=== Section Start ===

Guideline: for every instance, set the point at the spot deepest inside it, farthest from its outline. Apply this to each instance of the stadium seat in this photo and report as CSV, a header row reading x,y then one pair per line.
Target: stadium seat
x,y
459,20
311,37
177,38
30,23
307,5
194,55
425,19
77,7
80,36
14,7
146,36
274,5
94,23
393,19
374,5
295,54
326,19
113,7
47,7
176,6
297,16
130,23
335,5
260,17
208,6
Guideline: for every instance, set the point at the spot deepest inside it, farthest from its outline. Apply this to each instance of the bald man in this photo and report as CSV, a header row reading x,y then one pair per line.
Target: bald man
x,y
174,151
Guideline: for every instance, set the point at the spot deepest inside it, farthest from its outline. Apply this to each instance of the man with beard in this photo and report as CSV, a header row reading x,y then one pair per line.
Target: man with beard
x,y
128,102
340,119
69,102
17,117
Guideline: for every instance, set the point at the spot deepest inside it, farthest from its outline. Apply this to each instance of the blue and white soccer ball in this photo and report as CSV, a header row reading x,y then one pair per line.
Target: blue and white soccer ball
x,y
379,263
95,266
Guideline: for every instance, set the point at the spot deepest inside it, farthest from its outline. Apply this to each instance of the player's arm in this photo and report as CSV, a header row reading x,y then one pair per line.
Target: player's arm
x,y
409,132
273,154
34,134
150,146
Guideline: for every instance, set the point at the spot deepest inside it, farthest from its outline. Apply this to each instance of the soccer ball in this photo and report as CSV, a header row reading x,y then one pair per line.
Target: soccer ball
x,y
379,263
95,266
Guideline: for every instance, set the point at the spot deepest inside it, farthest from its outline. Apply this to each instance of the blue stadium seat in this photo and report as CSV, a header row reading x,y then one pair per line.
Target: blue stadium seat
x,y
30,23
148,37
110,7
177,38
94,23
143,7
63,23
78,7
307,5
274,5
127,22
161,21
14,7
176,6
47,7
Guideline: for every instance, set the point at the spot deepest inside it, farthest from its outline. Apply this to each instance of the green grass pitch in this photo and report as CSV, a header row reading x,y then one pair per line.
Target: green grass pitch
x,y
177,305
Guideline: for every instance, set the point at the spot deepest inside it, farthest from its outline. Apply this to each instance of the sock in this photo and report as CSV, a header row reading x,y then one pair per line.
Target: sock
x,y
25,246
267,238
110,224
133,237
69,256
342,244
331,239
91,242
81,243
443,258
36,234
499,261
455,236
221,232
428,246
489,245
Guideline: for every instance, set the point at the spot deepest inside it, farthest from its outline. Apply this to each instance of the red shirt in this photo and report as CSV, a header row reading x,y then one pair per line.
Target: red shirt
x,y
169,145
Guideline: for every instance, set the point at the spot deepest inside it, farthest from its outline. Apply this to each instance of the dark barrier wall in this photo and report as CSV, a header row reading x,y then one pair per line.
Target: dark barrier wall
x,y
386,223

=== Section End ===

§ **Exercise details**:
All entries given above should be transcribed exactly, with none omitted.

§ **Written answer**:
Guideline: for every instance, set the point at the spot deepest inside it, farthest from its outline. Apply this to each instance of the stadium seat in this photo and report as CSV, a header row reading x,y then one pair per line.
Target: stadium seat
x,y
459,20
311,37
177,38
30,23
307,5
194,55
425,19
77,7
80,36
14,7
146,36
274,5
94,23
393,19
374,5
295,54
326,19
113,7
47,7
176,6
297,16
130,23
335,5
260,17
208,6
Guideline: for every instance, set the point at the spot deepest inside it, farthest from its outline. Apply this to each instance of the bald man in this photo and report as CSV, a header row reading x,y then one pair per line.
Target: bald man
x,y
174,151
Guideline: for every instance, set the point at the spot deepest inside it, farthest from its outline. Apply this to each instance of the man with beard in this photo and report as CSV, a header row reading x,y then one pair per line.
Target: man with beard
x,y
128,102
340,119
69,102
17,117
Guideline: for every instance, set the point at the spot deepest inside it, farthest from its outline. Apply this to each instance of the blue and white soccer ball in this photo and report as CSV, a header row reading x,y then one pair per line.
Target: blue and white soccer ball
x,y
379,263
95,266
Guideline: for every instance, set the point at the spot deepest inside it, farthest from its outline. Apply this to each instance of the player's arm in this photo and report as CSV, a header row reading x,y then one pair per line.
Target: player's arm
x,y
409,132
273,154
34,134
150,146
Guideline: for every instance, set the point at the spot deepest inside it, farthest from its outline. Apply this to each instance of the soccer ball in this photo and report as CSV, a header row reading x,y then one pair per line.
Target: soccer ball
x,y
379,263
95,266
Guideline: for every instance, set the point at the spot deepest inside it, farthest from its outline. Apply this to each instance of the blue stadium seat in this photo and report as CSV, a header row reading x,y then one pair per line.
Target: blue stadium seat
x,y
30,23
148,37
110,7
177,38
94,23
143,7
63,23
78,7
307,5
274,5
127,22
161,21
14,7
176,6
47,7
Guideline: for every instance, set the point at the spot deepest inside it, farthest from its outline. Apply this to each instance of the green grass pitch in this photo and report as CSV, a header row reading x,y then one pair per line.
Target: green grass pitch
x,y
177,305
Guideline: for every instance, set the point at the spot deepest inside it, farthest from its outline. Apply this to each instance of the sock in this photo and report as CSV, a header row reading x,y then one pair per line.
Target: sock
x,y
25,246
267,238
110,224
133,237
69,256
342,244
331,239
91,242
81,243
443,258
36,234
499,261
455,236
221,232
428,246
489,245
Guideline: for every instance, set the point at the spot deepest inside it, farthest from its outline. Apply this to each instance of the red shirt in this photo and report as CSV, a header row reading x,y then one pair per line.
Target: red shirt
x,y
169,145
Guideline: for every instance, set the point at the spot deepest inside it, farthest from its outline. Apply this to each instance of the dark barrier wall in this photo and report as CSV, a header row reading x,y then one pair per line.
Target: dark barrier wall
x,y
386,223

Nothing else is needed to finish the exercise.